## ЗАДАНИЯ ДЛЯ ВЫПОЛНЕНИЯ
• 1. Продублируйте фрагмент статьи об образе Христа: всё, начиная со слов «Мармеладов, как нетрудно» и вплоть до слов «фальсифицирует самого Христа.».
• 2. Подхватите статью об образе Христа и продолжите её с того места, где она заканчивается.

## СТАТЬЯ
Читаем Образ Христа в русской литературе. Достоевский, Толстой, Булгаков, Пастернак полностью

Мармеладов, как нетрудно заметить, понимает о христианской вере гораздо больше, чем наш Великий инквизитор. По милости Божией спасены могут быть все, даже самые недостойные. Таким образом, ни одно из толкований Великим инквизитором трех искушений не объясняет учения Христа, как полагает Беркен, а только фальсифицирует его. Искажая учение Христа, Великий инквизитор фальсифицирует самого Христа.

Алеша это понимает. То, что говорит о Христе Великий инквизитор, не имеет с евангельским Христом ничего общего. Его Христос – это отрицательное искажение. «Чудо, тайна и власть» – три столпа, на которых Великий инквизитор создал свою искаженную и извращенную церковь, – не имеют ничего общего с Иисусом, и об этом нам напоминают два поступка, совершенных Иисусом в легенде о Великом инквизиторе, – случай, когда Иван, похоже, опровергает собственную аргументацию. Исцеление и прощение – воскрешение Иисусом умершего ребенка и поцелуй, которым он одаривает Великого инквизитора, – составляют сущность евангельского Иисуса, и именно они помогают нам отличить истинного Христа от ложного, которого исповедует Инквизитор. «Церковь», созданная атеистической кликой Великого инквизитора, где массы подкупают хлебом, манипулируют ими с помощью «чудес» и держат в блаженном неведении о смерти Бога, больше напоминает «безграничный деспотизм» Шигалева, чем безграничную свободу, предложенную людям Христом и отвергаемую Великим инквизитором как идеал слишком возвышенный и труднодостижимый для человечества. Все это сразу же понимает Алеша, отсюда его взволнованная реакция на поэму брата: «Поэма твоя есть хвала Иисусу, а не хула». Отрицательная характеристика Иисуса и его учения в поэме Ивана служит лишь тому, чтобы создать яркий контраст благости Христа и проповеданного им Евангелия. Читатель должен понять это вместе с Алешей. Великий инквизитор провозгласил не то, чем является Христос, а то, чем он не является. И при этом он парадоксальным образом открыл Христа во всей его благости. Он показал нам негативную дорогу ко Христу, который, как это ни странно, должен быть отыскан в его отсутствии.

(Записи набора данных о расположении объектов)

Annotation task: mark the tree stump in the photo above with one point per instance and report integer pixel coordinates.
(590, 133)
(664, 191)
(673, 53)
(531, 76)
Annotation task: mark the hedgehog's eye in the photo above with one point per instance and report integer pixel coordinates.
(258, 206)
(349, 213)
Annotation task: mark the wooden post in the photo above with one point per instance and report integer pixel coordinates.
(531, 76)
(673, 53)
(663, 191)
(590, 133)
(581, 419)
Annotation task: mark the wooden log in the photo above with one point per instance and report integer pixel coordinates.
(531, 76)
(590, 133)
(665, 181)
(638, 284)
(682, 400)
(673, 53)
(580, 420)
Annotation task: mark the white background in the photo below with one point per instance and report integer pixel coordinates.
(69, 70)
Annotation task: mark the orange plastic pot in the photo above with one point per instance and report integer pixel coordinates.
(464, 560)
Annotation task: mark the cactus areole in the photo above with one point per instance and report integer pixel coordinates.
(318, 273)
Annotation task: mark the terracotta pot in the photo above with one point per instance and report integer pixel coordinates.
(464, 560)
* * *
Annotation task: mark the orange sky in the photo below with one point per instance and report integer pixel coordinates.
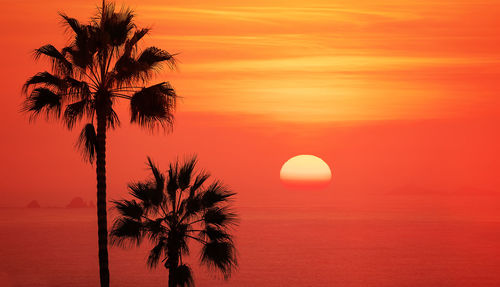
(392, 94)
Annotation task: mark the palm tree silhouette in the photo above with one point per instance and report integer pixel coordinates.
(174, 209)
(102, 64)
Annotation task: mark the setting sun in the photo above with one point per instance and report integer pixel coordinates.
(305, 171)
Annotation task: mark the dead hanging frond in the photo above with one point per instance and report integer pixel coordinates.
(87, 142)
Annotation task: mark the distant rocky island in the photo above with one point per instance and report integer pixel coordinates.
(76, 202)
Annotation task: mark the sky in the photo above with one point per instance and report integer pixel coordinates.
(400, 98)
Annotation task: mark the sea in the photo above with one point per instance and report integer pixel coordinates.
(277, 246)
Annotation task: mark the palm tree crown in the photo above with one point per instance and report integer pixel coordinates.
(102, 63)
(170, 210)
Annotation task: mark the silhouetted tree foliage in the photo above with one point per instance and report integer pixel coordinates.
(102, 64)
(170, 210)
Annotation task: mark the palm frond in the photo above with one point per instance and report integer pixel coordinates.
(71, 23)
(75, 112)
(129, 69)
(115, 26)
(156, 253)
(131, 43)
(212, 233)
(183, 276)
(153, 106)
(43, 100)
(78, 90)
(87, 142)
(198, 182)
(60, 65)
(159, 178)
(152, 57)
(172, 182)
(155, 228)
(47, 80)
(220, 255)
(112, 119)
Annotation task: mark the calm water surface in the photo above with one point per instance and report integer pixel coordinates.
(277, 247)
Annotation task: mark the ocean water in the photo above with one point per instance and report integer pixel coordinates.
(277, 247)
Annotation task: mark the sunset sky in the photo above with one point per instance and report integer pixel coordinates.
==
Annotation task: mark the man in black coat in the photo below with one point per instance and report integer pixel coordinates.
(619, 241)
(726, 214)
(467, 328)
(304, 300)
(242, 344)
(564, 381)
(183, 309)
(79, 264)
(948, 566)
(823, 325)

## ОТВЕТЫ ПО ЗАДАНИЯМ
• 1.
Мармеладов, как нетрудно заметить, понимает о христианской вере гораздо больше, чем наш Великий инквизитор. По милости Божией спасены могут быть все, даже самые недостойные. Таким образом, ни одно из толкований Великим инквизитором трех искушений не объясняет учения Христа, как полагает Беркен, а только фальсифицирует его. Искажая учение Христа, Великий инквизитор фальсифицирует самого Христа.

• 2.
Возможно, подсознательно это понимает и сам Иван: он как будто подбрасывает в свою антирелигиозную поэму динамит, способный ее взорвать, а именно противоположность разума – силу иррациональной любви. О силе иррациональной любви упоминается уже в предисловии, которым Иван предваряет поэму: в нем Богоматерь умоляет Бога простить даже мучителей Христа (яркий пример Божественной любви, заложенной в прощении врагов, чему учил сам Христос), а затем и в самой поэме, в эпизодах, где Иисус совершает исцеление и прощение. Как будто этого недостаточно, Иван в дальнейшем разговоре с Алешей сам отрекается от своей поэмы, называя ее «вздором», «бестолковой поэмой бестолкового студента, который никогда двух стихов не написал» (14:239), как бы признавая, что ум завел его в тупик. Позже, в своей воображаемой беседе с чертом, он запрещает упоминать поэму (15: 83). Ему стыдно, потому что его апофатическая поэма открыла неприятную истину: он жаждет верить, несмотря на непостижимость веры.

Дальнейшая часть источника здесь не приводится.